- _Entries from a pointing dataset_
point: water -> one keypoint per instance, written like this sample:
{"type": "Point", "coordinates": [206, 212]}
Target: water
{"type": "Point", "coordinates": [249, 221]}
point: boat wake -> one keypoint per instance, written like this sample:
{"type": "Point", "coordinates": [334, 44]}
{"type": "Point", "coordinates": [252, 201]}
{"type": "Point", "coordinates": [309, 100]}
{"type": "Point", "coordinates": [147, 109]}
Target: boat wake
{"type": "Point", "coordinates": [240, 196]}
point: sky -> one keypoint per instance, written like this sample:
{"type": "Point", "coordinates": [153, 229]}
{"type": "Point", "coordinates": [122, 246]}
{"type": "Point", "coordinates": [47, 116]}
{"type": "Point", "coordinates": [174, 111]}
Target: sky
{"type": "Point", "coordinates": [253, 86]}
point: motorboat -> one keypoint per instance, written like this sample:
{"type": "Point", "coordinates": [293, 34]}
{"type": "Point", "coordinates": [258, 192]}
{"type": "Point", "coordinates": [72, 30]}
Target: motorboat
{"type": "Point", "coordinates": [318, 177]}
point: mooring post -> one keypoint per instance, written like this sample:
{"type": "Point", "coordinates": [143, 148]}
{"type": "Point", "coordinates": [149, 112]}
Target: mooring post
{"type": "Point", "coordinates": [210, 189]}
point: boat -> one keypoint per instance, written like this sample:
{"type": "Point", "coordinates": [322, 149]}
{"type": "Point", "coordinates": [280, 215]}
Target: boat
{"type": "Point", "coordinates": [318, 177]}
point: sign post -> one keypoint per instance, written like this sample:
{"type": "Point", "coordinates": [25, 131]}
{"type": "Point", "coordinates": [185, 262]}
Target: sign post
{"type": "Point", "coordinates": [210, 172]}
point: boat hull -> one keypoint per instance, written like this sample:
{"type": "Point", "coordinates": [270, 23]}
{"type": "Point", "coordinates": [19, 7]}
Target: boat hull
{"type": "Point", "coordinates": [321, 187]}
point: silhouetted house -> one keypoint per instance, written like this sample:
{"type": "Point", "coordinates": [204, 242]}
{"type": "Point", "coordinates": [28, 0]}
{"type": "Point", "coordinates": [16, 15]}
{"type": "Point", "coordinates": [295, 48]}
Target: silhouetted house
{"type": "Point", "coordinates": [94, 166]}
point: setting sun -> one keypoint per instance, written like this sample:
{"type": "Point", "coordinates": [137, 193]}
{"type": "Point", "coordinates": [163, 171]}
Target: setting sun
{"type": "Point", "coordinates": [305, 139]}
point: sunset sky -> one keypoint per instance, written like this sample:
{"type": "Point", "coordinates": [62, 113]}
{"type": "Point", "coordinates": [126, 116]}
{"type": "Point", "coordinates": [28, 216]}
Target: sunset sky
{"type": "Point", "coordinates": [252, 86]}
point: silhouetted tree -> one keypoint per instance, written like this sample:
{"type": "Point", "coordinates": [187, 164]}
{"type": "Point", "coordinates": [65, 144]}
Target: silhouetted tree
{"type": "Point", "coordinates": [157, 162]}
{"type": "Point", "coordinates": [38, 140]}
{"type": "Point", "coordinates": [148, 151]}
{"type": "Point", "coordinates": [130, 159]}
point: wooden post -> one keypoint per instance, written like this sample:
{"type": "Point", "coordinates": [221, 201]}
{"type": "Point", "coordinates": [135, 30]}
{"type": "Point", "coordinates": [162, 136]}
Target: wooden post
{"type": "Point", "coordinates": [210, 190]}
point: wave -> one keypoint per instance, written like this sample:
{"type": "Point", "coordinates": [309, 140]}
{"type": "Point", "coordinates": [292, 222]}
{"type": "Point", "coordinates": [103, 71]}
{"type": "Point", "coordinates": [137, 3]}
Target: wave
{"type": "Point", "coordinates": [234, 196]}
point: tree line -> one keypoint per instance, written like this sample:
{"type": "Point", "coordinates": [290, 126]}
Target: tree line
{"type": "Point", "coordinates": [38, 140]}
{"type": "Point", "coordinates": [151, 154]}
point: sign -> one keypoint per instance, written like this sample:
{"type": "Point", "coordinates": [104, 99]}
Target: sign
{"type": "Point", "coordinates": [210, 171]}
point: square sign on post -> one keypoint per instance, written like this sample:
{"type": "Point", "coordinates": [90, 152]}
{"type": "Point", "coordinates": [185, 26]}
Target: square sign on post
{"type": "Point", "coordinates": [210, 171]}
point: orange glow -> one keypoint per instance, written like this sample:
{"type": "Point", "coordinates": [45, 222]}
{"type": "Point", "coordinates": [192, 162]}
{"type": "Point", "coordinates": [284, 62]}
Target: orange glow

- _EXERCISE GOAL_
Reproduce all of the data above verbatim, line for line, without any alteration.

- _COMPLETED TASK_
point: water -> one keypoint per instance, written like this sample:
{"type": "Point", "coordinates": [206, 212]}
Target: water
{"type": "Point", "coordinates": [249, 221]}
point: boat wake -> one keypoint per instance, written like this sample:
{"type": "Point", "coordinates": [334, 44]}
{"type": "Point", "coordinates": [252, 201]}
{"type": "Point", "coordinates": [309, 100]}
{"type": "Point", "coordinates": [147, 109]}
Target: boat wake
{"type": "Point", "coordinates": [240, 196]}
point: sky -> one keypoint per instance, written like this sample:
{"type": "Point", "coordinates": [153, 229]}
{"type": "Point", "coordinates": [122, 246]}
{"type": "Point", "coordinates": [47, 116]}
{"type": "Point", "coordinates": [174, 111]}
Target: sky
{"type": "Point", "coordinates": [253, 86]}
point: motorboat -> one keypoint per instance, written like this sample:
{"type": "Point", "coordinates": [293, 34]}
{"type": "Point", "coordinates": [258, 192]}
{"type": "Point", "coordinates": [72, 30]}
Target: motorboat
{"type": "Point", "coordinates": [318, 177]}
point: mooring post -> one keypoint per instance, written like this sample:
{"type": "Point", "coordinates": [143, 148]}
{"type": "Point", "coordinates": [149, 112]}
Target: mooring post
{"type": "Point", "coordinates": [210, 189]}
point: boat -> one keypoint per instance, written like this sample:
{"type": "Point", "coordinates": [322, 149]}
{"type": "Point", "coordinates": [280, 215]}
Target: boat
{"type": "Point", "coordinates": [318, 177]}
point: sign post -> one keypoint per instance, written like this sample:
{"type": "Point", "coordinates": [25, 131]}
{"type": "Point", "coordinates": [185, 262]}
Target: sign post
{"type": "Point", "coordinates": [210, 172]}
point: boat hull -> one keypoint per instance, written like this sample:
{"type": "Point", "coordinates": [270, 23]}
{"type": "Point", "coordinates": [19, 7]}
Target: boat hull
{"type": "Point", "coordinates": [321, 187]}
point: silhouetted house -> one keypoint per instance, written like this sample:
{"type": "Point", "coordinates": [204, 242]}
{"type": "Point", "coordinates": [28, 0]}
{"type": "Point", "coordinates": [16, 15]}
{"type": "Point", "coordinates": [295, 48]}
Target: silhouetted house
{"type": "Point", "coordinates": [94, 166]}
point: setting sun -> one keypoint per instance, written like this sample:
{"type": "Point", "coordinates": [137, 193]}
{"type": "Point", "coordinates": [163, 171]}
Target: setting sun
{"type": "Point", "coordinates": [305, 139]}
point: sunset sky -> one keypoint per instance, written like this sample:
{"type": "Point", "coordinates": [62, 113]}
{"type": "Point", "coordinates": [126, 116]}
{"type": "Point", "coordinates": [28, 216]}
Target: sunset sky
{"type": "Point", "coordinates": [252, 86]}
point: silhouetted tree -> one keypoint per instance, written like this sample:
{"type": "Point", "coordinates": [187, 164]}
{"type": "Point", "coordinates": [65, 144]}
Target: silhouetted tree
{"type": "Point", "coordinates": [157, 162]}
{"type": "Point", "coordinates": [38, 140]}
{"type": "Point", "coordinates": [148, 151]}
{"type": "Point", "coordinates": [130, 159]}
point: wooden post -> one keypoint per instance, written like this sample:
{"type": "Point", "coordinates": [221, 201]}
{"type": "Point", "coordinates": [135, 30]}
{"type": "Point", "coordinates": [162, 136]}
Target: wooden post
{"type": "Point", "coordinates": [210, 190]}
point: wave -> one keypoint per instance, written like this sample:
{"type": "Point", "coordinates": [309, 140]}
{"type": "Point", "coordinates": [292, 222]}
{"type": "Point", "coordinates": [103, 71]}
{"type": "Point", "coordinates": [137, 3]}
Target: wave
{"type": "Point", "coordinates": [234, 196]}
point: tree line -> one keypoint per instance, written like this sample:
{"type": "Point", "coordinates": [290, 126]}
Target: tree line
{"type": "Point", "coordinates": [38, 140]}
{"type": "Point", "coordinates": [151, 154]}
point: sign -> one keypoint per instance, written like this sample:
{"type": "Point", "coordinates": [104, 99]}
Target: sign
{"type": "Point", "coordinates": [210, 171]}
point: square sign on post -> one keypoint per instance, written like this sample:
{"type": "Point", "coordinates": [90, 152]}
{"type": "Point", "coordinates": [185, 26]}
Target: square sign on post
{"type": "Point", "coordinates": [210, 171]}
point: orange glow -> one keypoint per instance, written like this sample:
{"type": "Point", "coordinates": [45, 222]}
{"type": "Point", "coordinates": [192, 162]}
{"type": "Point", "coordinates": [284, 62]}
Target: orange glow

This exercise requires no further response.